TEKS BACAAN:
++++++

Wednesday, September 27, 2017

Ethnic Group in Indonesia : Baduy

Baduy adalah salah satu suku adat yang berada di desa kanekes, Kecamatan Leuwidamar, Lebak, Banten, Indonesia. Suku ini terdiri dari 63 desa diantaranya 3 desa termasuk suku Baduy Dalam(Cibeo, Cikeusik, Cikertawana) dan 60 desa termasuk suku Baduy Luar. Saat mengunjungi Baduy kemaren, saya menginap di salah satu rumah warga yaitu Kang Herman di Desa Cibeo.

Perjalanan saya berawal dari stasiun rangkasbitung kemudian menuju titik awal masuk baduy yang ditempuh menggunakan elf selama 2 jam. Kemudian di pintu masuk menuju perkampungan baduy dalam ditempuh selama 2-3 jam berjalan kaki menyusuri jalan setapak hutan dan lembah. Biasanya akan ada pemandunya dari suku baduynya serta pemandu guide yang pada saat saya ikut tur, pemandu saya adalah mas gusti dari @tilulangkah. Untuk yang mau kesini, harus diperhatikan sepatu yang digunakan cocok untuk tanah yang licin dan medan yang bergelombang.
Jalan menuju dan dari kawasan Suku Baduy

Pos 2 Memasuki Kawasan Baduy
Jembatan menuju pos 2

Masyarakat Baduy Dalam memiliki ciri-ciri memakai baju putih atau hitam dengan memakai ikat kepala putih sedangkan Baduy Luar memiliki ciri-ciri memakai baju hitam dengan memakai ikat kepala biru. Penggunaan baju serba putih melambangkan kesucian yang tidak terpengaruh oleh aspek kehidupan luar.

++++++

PETIKAN ENTRI:
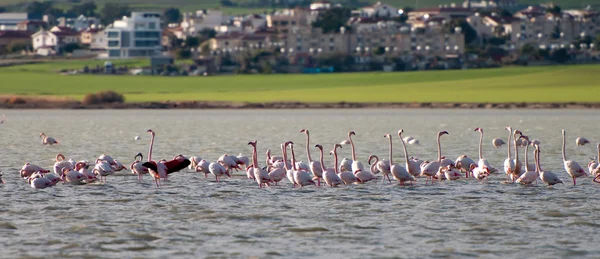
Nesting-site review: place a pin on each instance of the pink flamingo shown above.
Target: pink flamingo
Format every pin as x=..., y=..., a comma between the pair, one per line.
x=315, y=166
x=261, y=175
x=572, y=167
x=329, y=175
x=162, y=169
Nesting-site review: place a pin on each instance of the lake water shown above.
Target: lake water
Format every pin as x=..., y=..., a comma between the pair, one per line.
x=192, y=217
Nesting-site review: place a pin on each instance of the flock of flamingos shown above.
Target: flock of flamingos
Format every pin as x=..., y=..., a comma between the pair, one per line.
x=315, y=172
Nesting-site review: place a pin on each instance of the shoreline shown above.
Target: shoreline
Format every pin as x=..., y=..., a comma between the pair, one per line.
x=56, y=103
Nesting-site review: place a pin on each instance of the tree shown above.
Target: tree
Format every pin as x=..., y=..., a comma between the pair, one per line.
x=192, y=42
x=527, y=49
x=466, y=29
x=114, y=11
x=184, y=53
x=333, y=19
x=556, y=10
x=171, y=15
x=69, y=48
x=88, y=9
x=227, y=3
x=560, y=55
x=40, y=8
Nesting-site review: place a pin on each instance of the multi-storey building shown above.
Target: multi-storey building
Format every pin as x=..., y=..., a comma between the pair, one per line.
x=135, y=36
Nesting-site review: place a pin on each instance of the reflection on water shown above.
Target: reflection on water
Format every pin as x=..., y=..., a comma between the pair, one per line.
x=191, y=216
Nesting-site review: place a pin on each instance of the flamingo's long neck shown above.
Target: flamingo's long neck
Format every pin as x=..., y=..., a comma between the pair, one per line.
x=480, y=144
x=391, y=163
x=321, y=160
x=150, y=151
x=564, y=155
x=598, y=157
x=439, y=149
x=404, y=147
x=254, y=156
x=352, y=145
x=337, y=171
x=526, y=158
x=374, y=165
x=307, y=149
x=536, y=158
x=293, y=157
x=509, y=134
x=284, y=152
x=516, y=149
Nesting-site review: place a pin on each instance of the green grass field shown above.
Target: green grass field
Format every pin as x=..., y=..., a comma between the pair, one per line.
x=514, y=84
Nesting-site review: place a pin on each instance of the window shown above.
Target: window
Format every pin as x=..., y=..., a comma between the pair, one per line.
x=114, y=53
x=113, y=34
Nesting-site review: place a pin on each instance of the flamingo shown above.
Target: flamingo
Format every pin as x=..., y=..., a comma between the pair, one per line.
x=529, y=176
x=137, y=167
x=580, y=141
x=479, y=173
x=82, y=167
x=509, y=164
x=463, y=163
x=261, y=175
x=61, y=164
x=315, y=166
x=203, y=167
x=194, y=160
x=288, y=166
x=276, y=174
x=217, y=169
x=497, y=142
x=47, y=140
x=399, y=173
x=162, y=169
x=72, y=177
x=572, y=167
x=594, y=165
x=301, y=176
x=518, y=166
x=329, y=175
x=430, y=169
x=356, y=165
x=482, y=162
x=346, y=176
x=547, y=177
x=102, y=169
x=382, y=166
x=243, y=160
x=28, y=169
x=38, y=181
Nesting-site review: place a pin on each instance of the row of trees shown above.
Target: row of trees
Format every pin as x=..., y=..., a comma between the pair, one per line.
x=108, y=13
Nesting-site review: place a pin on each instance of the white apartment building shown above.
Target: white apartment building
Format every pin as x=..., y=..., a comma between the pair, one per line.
x=136, y=36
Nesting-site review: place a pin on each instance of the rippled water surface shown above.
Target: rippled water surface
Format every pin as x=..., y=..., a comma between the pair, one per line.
x=191, y=216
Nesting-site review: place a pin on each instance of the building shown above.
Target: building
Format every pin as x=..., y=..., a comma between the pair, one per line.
x=94, y=38
x=377, y=10
x=9, y=21
x=32, y=25
x=135, y=36
x=80, y=23
x=447, y=13
x=193, y=23
x=46, y=42
x=283, y=21
x=14, y=37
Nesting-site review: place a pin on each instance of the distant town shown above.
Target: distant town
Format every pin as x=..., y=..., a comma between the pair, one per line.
x=322, y=37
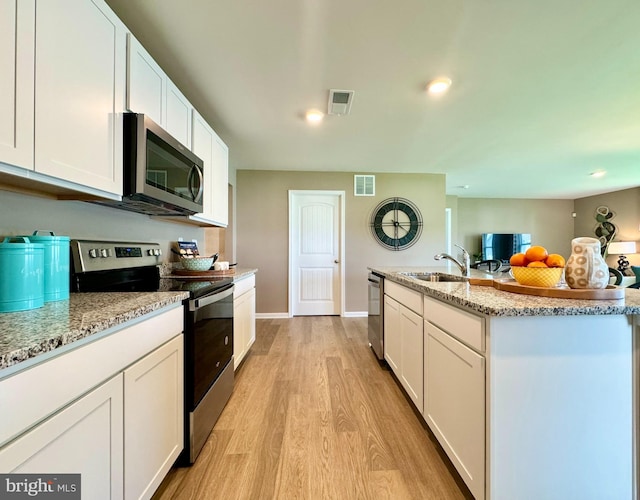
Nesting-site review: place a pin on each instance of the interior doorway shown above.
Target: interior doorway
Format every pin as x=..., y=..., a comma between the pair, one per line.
x=316, y=253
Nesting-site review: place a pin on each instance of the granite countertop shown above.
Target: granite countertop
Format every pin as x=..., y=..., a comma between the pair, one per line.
x=487, y=300
x=27, y=334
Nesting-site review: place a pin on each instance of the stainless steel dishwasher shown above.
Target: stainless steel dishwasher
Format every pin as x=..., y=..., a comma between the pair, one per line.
x=376, y=315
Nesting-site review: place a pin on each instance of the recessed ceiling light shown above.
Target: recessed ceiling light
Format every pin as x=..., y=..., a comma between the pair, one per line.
x=439, y=85
x=314, y=116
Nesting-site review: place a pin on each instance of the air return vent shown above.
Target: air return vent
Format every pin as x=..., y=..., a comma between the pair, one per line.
x=340, y=101
x=364, y=185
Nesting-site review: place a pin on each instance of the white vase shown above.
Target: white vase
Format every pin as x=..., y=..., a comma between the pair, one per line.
x=586, y=268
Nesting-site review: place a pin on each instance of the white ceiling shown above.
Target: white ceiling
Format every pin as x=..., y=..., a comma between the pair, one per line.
x=544, y=91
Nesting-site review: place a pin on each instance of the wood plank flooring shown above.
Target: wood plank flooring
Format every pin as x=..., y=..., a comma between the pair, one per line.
x=314, y=416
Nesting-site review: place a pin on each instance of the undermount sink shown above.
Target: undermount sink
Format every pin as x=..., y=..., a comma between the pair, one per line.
x=435, y=277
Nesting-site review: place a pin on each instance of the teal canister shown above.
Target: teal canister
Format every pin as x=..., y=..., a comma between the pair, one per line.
x=21, y=274
x=56, y=264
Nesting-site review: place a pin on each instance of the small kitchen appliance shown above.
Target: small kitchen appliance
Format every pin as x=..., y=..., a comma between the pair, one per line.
x=161, y=175
x=108, y=266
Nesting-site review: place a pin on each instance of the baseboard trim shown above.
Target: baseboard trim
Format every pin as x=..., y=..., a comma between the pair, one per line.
x=272, y=315
x=353, y=314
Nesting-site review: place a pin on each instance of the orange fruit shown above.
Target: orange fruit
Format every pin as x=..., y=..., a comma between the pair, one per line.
x=536, y=253
x=518, y=260
x=537, y=263
x=555, y=260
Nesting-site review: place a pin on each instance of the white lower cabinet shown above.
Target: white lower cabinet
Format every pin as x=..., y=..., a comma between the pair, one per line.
x=392, y=338
x=153, y=418
x=411, y=370
x=111, y=410
x=454, y=405
x=403, y=341
x=244, y=318
x=85, y=438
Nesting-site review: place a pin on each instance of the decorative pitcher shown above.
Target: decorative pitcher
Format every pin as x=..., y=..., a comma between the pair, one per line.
x=586, y=268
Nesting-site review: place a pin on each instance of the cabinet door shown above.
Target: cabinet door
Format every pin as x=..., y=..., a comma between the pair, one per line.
x=85, y=438
x=392, y=336
x=220, y=209
x=215, y=155
x=80, y=82
x=411, y=369
x=241, y=315
x=455, y=404
x=179, y=110
x=17, y=39
x=146, y=83
x=153, y=418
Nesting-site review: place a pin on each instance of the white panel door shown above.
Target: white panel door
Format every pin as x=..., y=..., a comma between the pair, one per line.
x=315, y=240
x=17, y=38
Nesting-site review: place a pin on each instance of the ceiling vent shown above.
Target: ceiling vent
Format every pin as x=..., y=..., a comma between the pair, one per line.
x=364, y=185
x=340, y=101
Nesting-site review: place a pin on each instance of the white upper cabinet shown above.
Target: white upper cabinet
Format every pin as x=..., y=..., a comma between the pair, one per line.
x=80, y=61
x=179, y=110
x=215, y=155
x=151, y=92
x=17, y=38
x=146, y=83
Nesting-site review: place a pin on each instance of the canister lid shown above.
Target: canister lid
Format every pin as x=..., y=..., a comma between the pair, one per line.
x=47, y=238
x=19, y=243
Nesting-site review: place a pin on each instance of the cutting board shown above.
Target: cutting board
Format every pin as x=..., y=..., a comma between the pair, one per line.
x=203, y=274
x=612, y=292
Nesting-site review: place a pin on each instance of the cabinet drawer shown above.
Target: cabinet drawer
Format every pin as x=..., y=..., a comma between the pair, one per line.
x=466, y=327
x=244, y=285
x=405, y=296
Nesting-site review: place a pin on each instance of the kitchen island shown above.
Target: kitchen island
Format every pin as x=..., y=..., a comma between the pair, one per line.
x=530, y=397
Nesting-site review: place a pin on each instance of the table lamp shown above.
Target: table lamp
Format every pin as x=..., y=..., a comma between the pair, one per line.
x=622, y=249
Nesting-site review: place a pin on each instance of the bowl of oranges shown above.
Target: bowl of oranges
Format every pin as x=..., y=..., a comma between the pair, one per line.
x=537, y=267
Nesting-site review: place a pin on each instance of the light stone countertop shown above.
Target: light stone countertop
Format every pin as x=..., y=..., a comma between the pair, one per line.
x=26, y=335
x=487, y=300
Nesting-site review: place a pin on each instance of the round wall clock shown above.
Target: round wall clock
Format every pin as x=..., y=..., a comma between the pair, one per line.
x=396, y=223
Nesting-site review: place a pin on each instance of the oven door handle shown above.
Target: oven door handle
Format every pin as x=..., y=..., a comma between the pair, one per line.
x=210, y=299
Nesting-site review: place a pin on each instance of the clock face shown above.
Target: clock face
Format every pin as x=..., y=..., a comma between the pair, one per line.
x=396, y=223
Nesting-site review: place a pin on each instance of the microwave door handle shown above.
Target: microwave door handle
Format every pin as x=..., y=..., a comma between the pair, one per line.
x=197, y=196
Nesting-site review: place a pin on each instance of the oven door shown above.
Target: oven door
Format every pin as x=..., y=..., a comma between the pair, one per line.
x=208, y=342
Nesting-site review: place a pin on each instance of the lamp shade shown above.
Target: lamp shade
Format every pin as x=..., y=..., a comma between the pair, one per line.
x=621, y=247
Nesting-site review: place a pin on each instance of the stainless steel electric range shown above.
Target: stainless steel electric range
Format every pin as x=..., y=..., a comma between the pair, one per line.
x=108, y=266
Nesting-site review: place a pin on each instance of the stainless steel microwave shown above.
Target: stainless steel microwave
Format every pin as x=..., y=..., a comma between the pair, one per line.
x=161, y=175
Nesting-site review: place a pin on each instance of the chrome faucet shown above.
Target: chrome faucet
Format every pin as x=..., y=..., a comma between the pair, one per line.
x=465, y=266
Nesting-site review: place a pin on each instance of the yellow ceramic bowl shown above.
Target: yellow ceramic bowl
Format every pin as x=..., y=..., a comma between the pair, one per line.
x=545, y=277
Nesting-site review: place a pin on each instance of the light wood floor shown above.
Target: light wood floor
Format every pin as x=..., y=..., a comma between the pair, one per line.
x=314, y=416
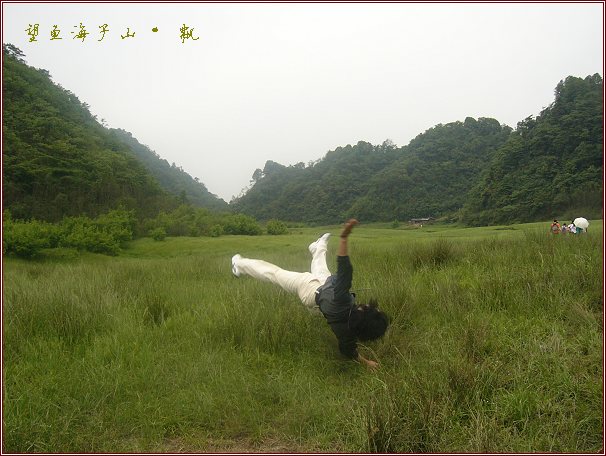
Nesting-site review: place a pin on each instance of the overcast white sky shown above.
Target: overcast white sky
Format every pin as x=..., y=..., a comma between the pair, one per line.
x=289, y=82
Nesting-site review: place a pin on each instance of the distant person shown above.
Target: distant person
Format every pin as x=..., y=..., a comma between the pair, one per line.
x=555, y=227
x=330, y=294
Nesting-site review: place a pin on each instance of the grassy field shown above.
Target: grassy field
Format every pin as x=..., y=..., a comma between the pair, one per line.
x=495, y=346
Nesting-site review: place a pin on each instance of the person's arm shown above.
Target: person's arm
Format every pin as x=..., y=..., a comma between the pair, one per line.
x=344, y=268
x=344, y=235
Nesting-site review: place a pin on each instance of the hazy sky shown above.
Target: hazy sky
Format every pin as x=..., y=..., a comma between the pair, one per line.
x=289, y=82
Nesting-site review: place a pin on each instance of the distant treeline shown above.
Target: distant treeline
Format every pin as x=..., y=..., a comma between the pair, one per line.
x=59, y=160
x=477, y=172
x=109, y=233
x=61, y=163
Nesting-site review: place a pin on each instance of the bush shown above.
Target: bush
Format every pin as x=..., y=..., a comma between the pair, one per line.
x=27, y=238
x=241, y=224
x=82, y=233
x=158, y=234
x=276, y=227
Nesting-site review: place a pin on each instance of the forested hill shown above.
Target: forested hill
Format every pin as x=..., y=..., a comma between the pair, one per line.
x=429, y=177
x=58, y=160
x=475, y=171
x=552, y=164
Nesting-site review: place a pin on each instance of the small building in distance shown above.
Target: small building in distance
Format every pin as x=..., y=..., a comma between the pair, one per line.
x=418, y=222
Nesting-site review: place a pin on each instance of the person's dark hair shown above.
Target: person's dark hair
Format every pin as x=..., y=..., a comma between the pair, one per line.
x=371, y=323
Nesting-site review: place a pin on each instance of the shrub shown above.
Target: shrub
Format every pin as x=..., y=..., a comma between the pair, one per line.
x=276, y=227
x=241, y=224
x=158, y=234
x=26, y=238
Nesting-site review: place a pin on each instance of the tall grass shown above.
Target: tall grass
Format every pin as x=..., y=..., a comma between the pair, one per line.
x=495, y=345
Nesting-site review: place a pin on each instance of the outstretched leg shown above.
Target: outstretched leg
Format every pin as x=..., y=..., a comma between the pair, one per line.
x=301, y=283
x=319, y=269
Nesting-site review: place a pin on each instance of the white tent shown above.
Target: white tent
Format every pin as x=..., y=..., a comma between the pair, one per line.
x=581, y=222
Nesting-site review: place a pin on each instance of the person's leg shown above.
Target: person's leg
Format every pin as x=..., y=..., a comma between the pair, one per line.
x=301, y=283
x=319, y=269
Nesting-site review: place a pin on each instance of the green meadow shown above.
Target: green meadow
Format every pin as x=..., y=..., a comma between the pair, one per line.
x=495, y=345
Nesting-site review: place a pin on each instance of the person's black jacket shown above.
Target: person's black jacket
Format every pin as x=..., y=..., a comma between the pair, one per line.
x=337, y=305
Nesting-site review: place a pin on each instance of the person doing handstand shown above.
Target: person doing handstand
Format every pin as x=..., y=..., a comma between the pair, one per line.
x=330, y=294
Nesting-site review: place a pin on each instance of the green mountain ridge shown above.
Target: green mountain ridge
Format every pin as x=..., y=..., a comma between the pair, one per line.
x=58, y=160
x=476, y=171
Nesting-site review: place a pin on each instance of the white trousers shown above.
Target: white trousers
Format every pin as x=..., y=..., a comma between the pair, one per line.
x=304, y=284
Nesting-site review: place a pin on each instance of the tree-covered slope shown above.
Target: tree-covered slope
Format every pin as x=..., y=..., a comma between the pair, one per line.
x=171, y=177
x=552, y=164
x=434, y=173
x=319, y=193
x=476, y=171
x=58, y=160
x=429, y=177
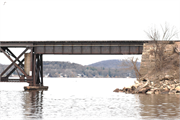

++++++

DAFTAR TUGAS:
(a) Perbarui bagian teks tentang suku Baduy dari "Pos 2 Memasuki" sampai "aspek kehidupan luar.", dengan mengganti "ikat kepala" menjadi "penutup kepala".
(b) Salin kata demi kata entri dari awal hingga baris yang memuat "x=192, y=217", baris itu ikut disalin. Jangan sertakan gambar dalam jawaban.

JAWABAN PER TUGAS:
(a)
Pos 2 Memasuki Kawasan Baduy
Jembatan menuju pos 2

Masyarakat Baduy Dalam memiliki ciri-ciri memakai baju putih atau hitam dengan memakai penutup kepala putih sedangkan Baduy Luar memiliki ciri-ciri memakai baju hitam dengan memakai penutup kepala biru. Penggunaan baju serba putih melambangkan kesucian yang tidak terpengaruh oleh aspek kehidupan luar.

(b)
Nesting-site review: place a pin on each instance of the pink flamingo shown above.
Target: pink flamingo
Format every pin as x=..., y=..., a comma between the pair, one per line.
x=315, y=166
x=261, y=175
x=572, y=167
x=329, y=175
x=162, y=169
Nesting-site review: place a pin on each instance of the lake water shown above.
Target: lake water
Format every pin as x=..., y=..., a comma between the pair, one per line.
x=192, y=217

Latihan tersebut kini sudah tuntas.